Locate every line in the listing below that contains the word "black", and copy each of those lines.

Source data
======

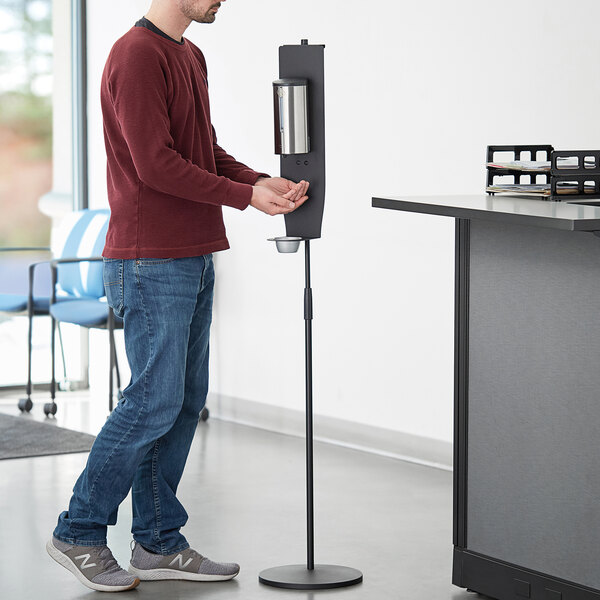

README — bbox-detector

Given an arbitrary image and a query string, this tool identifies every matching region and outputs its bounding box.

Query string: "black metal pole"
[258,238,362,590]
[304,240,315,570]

======

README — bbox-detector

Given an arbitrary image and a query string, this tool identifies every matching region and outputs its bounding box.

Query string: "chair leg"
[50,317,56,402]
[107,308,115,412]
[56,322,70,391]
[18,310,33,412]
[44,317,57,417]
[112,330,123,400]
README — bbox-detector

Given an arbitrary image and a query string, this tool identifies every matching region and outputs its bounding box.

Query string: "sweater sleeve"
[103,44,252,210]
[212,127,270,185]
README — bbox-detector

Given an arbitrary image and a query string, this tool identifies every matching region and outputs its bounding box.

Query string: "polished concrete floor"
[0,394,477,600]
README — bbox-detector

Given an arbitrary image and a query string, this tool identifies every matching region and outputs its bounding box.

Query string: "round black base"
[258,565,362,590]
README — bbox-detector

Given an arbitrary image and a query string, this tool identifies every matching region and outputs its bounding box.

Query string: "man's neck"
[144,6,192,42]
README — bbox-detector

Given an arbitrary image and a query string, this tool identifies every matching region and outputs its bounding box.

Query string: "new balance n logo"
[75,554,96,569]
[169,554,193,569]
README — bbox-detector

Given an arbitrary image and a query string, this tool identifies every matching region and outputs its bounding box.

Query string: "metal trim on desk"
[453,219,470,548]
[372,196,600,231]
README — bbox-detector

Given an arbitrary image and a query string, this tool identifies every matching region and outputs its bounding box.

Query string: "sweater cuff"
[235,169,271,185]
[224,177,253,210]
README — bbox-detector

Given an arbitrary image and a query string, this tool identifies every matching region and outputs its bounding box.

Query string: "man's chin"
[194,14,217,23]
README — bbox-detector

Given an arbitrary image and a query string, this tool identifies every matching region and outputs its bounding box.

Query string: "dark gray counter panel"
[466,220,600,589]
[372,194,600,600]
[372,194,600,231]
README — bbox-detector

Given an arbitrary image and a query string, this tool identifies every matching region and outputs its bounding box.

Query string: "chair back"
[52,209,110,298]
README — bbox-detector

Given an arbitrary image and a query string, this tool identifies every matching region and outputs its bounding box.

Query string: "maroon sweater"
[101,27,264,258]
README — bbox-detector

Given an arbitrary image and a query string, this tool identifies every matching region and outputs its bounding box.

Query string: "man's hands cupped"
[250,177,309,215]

======

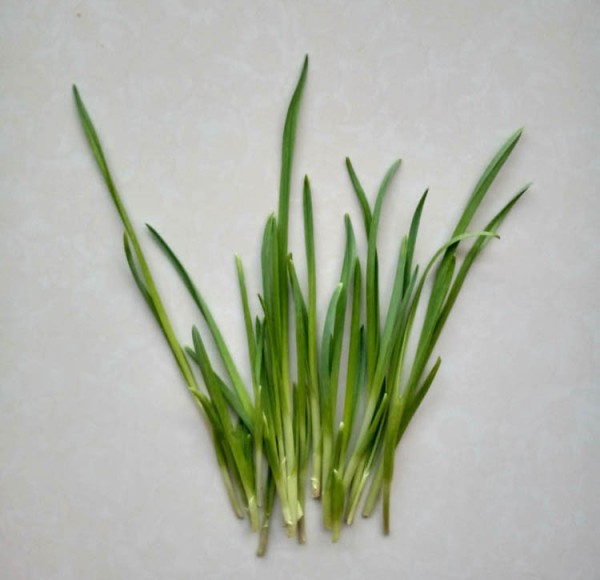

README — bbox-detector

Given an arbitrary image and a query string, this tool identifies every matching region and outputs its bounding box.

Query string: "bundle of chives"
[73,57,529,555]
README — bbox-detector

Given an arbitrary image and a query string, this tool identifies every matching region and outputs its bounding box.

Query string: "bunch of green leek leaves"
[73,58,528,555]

======

#### [Task output]
Query string: "black metal pole"
Query string: "round black base"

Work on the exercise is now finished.